Text ::
● ● ●

Sunday, April 13, 2014

April revivals: second half









Hey all, Mike here. Remember when I said I'd only post a late April revival list if I see something worth the time and effort? Well, there are a couple of films worthy of taking the time to see. Thank you to the Museum of the Moving Image in terms of being late in posting something, but thank you for also giving us a few interesting possibilities.
 
I also added a few from the last list as well. Some conflict with each other, but so what? I'm not reposting Grey Gardens on Monday April 28th however. If tickets weren't purchased by April 6th, there's no point in bringing it up now. Besides we have enough options I think, here we go:
 
 
 
THE LAST METRO- Thurs April 17 at 9:40- Film Forum- The conclusion of the Forum's Complete Truffaut retrospective. The last hit of Truffaut's career here in the States, and a film classic as far as France is concerned. Put it this way, the classic status that has been bestowed on say, Raging Bull in the 1980s, France did in the same year/decade with this film (released in the states officially in February 1981). Except they gave it their equivalent of the Oscar for Best Picture, the Cesar, while we honored Ordinary People instead. Hell it didn't even win Best Foreign Language Film. But considering it was up against the likes of Kurosawa's Kagamusha and the eventual winner Moscow Does Not Believe In Tears (a big deal in the arthouse circuit back then), I don't envy the voters having to choose between them.
 
Sorry I'm not more definitive or more decisive in my comments about the film itself, but I still haven't seen it. I tried to see it a few years back, but misunderstandings caused that attempt to fail. Therefore I'll copy and paste how Lincoln Center described the film on their website a few years ago, which is not very different from the way the Film Forum describes it now:
 
Lucas Steiner is a Jew and was compelled to leave the country. His wife Marion (Catherine Deneuve), an actress, directs the theater for him. She tries to keep the theater alive with a new play, and hires Bernard Granger (Gerard Depardieu) for the leading role. But Lucas is actually hiding in the basement. . .


Next is a quote from Vincent Camby when he reviewed it for the Times:

"The film has the form of a more or less conventional melodrama, about a small Parisian theater company during the 1942-44 Nazi occupation, though the film's methods are so systematically unconventional that it becomes a gently comic, romantic meditation on love, loyalty, heroism, and history.  The Last Metro is a melodrama that discreetly refuses to exercise its melodramatic options. It's also a love story that scarcely recognizes its lovers. Though the setting is a legitimate theater, the Theatre Montmartre,it's not an "inside theater" movie. The Last Metro is about a particular time in history. Its Theatre Montmartre is a refuge -- actual in the case of one character, and psychological for the others. The theater provides them survival. The focal point of the film is the Theatre Montmartre's production of the French translation of a Norwegian play, La Disparue (The Woman Who Disappeared)... The content of La Disparue, however, is of no more moment than that of Meet Pamela, the rather awful sounding film that was being produced in the course of Day for Night. The Last Metro is about the manner in which the Theatre Montmartre actors approach their work, their shifting relations with each other,and the way in which each responds to the condition of being "occupied." The Last Metro doesn't dwell on the horrors of Nazi-encouraged, French anti-Semitism, which flourished during the occupation, but it is haunted by those horrors. It takes a little while to catch the tempo of the film, but pay attention. The Last Metro is about lives surrounded by melodrama,being lived with as little outward fuss as possible."

● ● ●

Data shown ::

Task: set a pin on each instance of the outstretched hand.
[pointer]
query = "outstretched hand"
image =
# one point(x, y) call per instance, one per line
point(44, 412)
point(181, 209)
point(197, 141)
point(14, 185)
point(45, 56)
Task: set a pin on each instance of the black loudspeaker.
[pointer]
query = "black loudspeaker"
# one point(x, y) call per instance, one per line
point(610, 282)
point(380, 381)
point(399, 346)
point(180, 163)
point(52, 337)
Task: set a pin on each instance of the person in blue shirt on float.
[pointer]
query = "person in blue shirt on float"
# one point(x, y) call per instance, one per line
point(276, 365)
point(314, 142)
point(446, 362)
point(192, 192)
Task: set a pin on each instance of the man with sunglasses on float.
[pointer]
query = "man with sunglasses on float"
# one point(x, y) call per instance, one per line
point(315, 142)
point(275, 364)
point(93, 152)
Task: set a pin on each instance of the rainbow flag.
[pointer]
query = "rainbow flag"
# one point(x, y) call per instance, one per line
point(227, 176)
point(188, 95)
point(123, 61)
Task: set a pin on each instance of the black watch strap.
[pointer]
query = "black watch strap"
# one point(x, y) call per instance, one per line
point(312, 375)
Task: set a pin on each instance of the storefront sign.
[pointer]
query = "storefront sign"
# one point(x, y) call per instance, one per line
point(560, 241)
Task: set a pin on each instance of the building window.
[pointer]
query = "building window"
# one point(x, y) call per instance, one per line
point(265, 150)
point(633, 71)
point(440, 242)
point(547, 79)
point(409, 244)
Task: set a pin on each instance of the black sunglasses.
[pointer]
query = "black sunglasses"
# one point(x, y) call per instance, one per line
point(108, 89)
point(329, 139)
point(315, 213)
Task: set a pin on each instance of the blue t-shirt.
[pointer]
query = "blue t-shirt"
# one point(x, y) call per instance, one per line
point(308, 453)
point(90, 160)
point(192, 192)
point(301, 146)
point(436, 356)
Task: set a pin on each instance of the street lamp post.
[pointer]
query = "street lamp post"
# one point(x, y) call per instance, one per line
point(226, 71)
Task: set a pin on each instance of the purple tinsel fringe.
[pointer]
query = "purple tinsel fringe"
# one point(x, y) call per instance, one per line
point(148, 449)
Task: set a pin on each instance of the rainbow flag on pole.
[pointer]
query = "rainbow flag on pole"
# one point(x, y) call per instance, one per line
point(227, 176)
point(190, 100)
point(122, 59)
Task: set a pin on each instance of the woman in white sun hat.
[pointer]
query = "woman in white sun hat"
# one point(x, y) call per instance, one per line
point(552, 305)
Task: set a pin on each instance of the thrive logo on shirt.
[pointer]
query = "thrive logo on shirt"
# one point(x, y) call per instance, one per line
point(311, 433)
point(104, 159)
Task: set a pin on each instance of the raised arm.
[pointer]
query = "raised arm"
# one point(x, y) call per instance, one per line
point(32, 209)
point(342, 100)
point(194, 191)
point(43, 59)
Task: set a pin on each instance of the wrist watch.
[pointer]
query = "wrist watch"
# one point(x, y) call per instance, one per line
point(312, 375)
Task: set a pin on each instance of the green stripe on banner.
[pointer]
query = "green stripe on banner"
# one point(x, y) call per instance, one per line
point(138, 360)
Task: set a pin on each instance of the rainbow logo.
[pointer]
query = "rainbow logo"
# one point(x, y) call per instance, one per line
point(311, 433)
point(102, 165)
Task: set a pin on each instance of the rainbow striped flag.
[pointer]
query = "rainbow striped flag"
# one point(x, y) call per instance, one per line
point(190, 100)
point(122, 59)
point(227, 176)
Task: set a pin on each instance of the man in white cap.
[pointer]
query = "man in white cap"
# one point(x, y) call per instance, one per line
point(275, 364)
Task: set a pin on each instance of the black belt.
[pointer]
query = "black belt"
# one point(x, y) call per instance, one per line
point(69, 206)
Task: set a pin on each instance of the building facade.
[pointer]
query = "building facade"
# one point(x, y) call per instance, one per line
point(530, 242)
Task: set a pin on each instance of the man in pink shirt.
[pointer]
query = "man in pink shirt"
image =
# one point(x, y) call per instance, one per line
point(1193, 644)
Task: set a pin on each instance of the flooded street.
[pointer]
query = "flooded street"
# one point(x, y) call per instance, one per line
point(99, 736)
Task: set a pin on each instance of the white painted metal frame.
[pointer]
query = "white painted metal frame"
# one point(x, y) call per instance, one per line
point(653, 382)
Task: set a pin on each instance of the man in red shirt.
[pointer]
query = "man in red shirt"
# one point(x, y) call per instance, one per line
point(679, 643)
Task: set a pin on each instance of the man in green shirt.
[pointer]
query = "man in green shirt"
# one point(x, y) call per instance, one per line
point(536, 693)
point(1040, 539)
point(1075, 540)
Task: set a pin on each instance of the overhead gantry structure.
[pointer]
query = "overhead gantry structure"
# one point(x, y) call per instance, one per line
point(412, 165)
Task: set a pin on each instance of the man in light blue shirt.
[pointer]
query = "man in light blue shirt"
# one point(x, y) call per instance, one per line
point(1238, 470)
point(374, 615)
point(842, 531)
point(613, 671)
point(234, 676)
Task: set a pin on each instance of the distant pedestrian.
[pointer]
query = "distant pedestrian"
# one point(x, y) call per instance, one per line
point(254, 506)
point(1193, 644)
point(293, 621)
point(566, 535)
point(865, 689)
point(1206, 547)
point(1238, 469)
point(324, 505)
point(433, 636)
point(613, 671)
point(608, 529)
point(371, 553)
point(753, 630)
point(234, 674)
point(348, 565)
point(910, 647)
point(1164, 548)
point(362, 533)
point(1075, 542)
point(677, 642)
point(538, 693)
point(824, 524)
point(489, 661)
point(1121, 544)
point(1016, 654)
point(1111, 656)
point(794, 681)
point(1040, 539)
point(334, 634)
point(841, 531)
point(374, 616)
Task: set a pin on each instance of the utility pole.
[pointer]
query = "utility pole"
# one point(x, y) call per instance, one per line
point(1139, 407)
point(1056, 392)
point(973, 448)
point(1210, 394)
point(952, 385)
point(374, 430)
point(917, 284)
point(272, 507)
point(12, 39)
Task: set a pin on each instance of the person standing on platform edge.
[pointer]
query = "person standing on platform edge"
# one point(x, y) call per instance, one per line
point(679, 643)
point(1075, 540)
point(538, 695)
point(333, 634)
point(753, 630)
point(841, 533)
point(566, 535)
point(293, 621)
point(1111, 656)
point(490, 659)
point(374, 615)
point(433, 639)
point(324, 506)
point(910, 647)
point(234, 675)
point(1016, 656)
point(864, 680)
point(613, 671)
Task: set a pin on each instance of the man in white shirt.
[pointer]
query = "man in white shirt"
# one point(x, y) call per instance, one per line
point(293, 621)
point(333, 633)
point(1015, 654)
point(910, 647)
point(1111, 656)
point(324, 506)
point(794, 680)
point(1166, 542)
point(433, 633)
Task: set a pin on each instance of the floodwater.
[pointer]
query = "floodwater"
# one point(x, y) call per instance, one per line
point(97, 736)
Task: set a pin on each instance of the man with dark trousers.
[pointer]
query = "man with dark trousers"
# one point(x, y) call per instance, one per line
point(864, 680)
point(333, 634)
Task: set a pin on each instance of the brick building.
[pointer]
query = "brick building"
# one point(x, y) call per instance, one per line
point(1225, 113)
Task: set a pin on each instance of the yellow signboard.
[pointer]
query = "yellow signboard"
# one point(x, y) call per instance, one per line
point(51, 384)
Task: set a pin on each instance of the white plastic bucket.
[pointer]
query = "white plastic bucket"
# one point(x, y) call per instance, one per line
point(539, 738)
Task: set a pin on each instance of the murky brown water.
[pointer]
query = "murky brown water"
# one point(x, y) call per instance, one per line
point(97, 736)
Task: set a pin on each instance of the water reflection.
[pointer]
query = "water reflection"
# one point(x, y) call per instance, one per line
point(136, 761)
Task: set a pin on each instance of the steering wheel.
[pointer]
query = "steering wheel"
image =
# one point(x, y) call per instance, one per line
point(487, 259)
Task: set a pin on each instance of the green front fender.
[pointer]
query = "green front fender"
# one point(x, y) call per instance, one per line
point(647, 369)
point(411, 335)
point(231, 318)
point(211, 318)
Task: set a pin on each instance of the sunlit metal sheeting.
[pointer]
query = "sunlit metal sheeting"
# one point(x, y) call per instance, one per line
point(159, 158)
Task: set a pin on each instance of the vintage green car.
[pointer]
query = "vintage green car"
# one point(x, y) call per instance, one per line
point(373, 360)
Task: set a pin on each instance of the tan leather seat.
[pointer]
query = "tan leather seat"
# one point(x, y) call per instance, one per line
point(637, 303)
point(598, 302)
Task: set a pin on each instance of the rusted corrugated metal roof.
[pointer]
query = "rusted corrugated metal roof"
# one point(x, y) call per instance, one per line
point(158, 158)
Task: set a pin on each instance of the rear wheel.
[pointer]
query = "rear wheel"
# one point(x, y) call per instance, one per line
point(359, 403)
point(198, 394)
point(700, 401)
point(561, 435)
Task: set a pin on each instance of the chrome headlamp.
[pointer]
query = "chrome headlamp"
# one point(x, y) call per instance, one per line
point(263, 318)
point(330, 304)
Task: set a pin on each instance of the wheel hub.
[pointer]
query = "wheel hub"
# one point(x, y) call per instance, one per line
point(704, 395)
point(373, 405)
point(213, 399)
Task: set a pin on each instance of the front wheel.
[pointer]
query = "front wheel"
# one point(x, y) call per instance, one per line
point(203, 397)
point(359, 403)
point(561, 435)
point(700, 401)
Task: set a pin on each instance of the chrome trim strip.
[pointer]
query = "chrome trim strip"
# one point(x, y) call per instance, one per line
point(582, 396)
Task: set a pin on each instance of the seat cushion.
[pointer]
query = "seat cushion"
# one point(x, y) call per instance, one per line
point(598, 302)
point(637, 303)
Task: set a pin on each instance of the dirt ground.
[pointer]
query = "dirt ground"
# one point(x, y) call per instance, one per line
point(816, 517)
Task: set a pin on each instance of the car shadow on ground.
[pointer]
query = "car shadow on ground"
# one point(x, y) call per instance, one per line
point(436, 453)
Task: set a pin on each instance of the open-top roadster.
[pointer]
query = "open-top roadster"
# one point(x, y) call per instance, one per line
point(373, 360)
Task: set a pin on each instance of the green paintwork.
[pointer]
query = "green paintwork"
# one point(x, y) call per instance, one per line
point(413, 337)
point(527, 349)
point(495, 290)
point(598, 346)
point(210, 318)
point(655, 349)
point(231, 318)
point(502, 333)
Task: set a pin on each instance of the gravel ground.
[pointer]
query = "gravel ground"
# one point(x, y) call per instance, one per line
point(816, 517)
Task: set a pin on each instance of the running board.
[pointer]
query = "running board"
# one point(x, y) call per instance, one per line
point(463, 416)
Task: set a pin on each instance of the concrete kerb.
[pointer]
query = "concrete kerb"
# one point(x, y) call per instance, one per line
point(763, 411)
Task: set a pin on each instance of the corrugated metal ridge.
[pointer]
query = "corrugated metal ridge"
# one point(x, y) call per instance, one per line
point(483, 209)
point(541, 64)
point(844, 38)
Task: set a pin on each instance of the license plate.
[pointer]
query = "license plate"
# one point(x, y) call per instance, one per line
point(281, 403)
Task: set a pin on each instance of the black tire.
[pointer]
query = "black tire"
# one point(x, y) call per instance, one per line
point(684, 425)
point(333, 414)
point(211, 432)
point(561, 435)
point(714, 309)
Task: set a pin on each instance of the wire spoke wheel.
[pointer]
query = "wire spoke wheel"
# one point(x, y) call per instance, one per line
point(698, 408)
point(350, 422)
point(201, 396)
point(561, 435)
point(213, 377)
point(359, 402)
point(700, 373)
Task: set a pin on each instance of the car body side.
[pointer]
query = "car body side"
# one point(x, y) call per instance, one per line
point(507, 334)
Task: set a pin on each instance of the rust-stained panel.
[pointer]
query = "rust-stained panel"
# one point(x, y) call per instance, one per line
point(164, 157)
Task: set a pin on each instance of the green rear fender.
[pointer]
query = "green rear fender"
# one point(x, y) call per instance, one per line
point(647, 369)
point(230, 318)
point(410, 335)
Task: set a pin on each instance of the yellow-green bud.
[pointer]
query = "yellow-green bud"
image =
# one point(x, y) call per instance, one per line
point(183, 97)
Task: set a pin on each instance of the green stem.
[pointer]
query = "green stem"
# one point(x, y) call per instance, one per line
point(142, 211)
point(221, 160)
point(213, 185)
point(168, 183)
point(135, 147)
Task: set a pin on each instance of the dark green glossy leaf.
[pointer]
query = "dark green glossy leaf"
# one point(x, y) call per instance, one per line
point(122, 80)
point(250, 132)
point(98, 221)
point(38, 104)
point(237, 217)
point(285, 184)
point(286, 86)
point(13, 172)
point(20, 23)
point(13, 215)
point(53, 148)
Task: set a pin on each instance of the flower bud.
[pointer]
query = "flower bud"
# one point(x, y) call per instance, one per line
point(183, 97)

● ● ●

Exercise goal ::
Write the next part of the blog post about late April film revivals, starting right after its last sentence.

Final result ::
 
 
 
GODZILLA- Fri April 18- Thurs April 24 at 5:15, 7:30 and 9:45- A DCP restoration of the original Godzilla, in time for both its 60th anniversary and the newest remake/reboot with Bryan Cranston. This is the original version, not the version American distributors chopped up and stuck Raymond Burr in. The Burr version is what TCM still screens as late as last month, as opposed to what you would come down to see in April.
 
Just because this started a long chain of crappy monster films, doesn't make this junk. You see consequences to the destruction, a believable romantic subplot, and a more political film then you might think. Yes, a chunk of it looks cheesy and cheap, but in this era and with this being more in violence-with-consequences territory, it looks more endearing than insulting. Combine that with its anti-nuke message, and with a brief scene between boyfriend and girlfriend that American studios couldn't do in the 50s, and no wonder it was cut up here.
 
I'm not sure when exactly I can do this, so I posted the times I'll most likely be available, as well as all seven days its scheduled to play. There's a chance the run could be extended, but the Forum wouldn't tell us until probably April 21st or 22nd:
 
 
 
THE TEN COMMANDMENTS- Wed April 23 at 2 and 7- A digital screening of the Cecil B DeMille classic, specifically the Charlton Heston as Moses version. One of the biggest movies of all time gets a rare screening, as part of AMC's Classic Series. No discount I'm afraid, but a film this big and long doesn't really need it. and I say rare screening because let's face it, as a perennial Easter time broadcast on ABC, who wants to tackle it? This screening, one screening at the Museum of the Moving Image about seven years or so ago, one re-release in the spring of 1984 or 1985, that's about it as far as I can remember.
 
Anyway, the point is I'm ambitious enough, and curious enough to see it. Not curious enough to take up my Easter Sunday to see it, but curious enough to try it a few days/nights after Easter. 
 
Sometimes this film is  interesting because of the filmmaking. Set pieces like Heston saving a slave, the plague that sweeps Egypt, the parting of the Red Sea, the formation of the Commandments themselves, and the climax by the golden whatever that is; that's some damn fine, subtle-as-a-brick filmmaking that makes me happy. Sometimes it's interesting thanks to the overacting of the likes of Heston, Yul Brynner, Anne Baxter and Edward G Robinson; it might be over the top, but boy are they committed and it sure ain't boring.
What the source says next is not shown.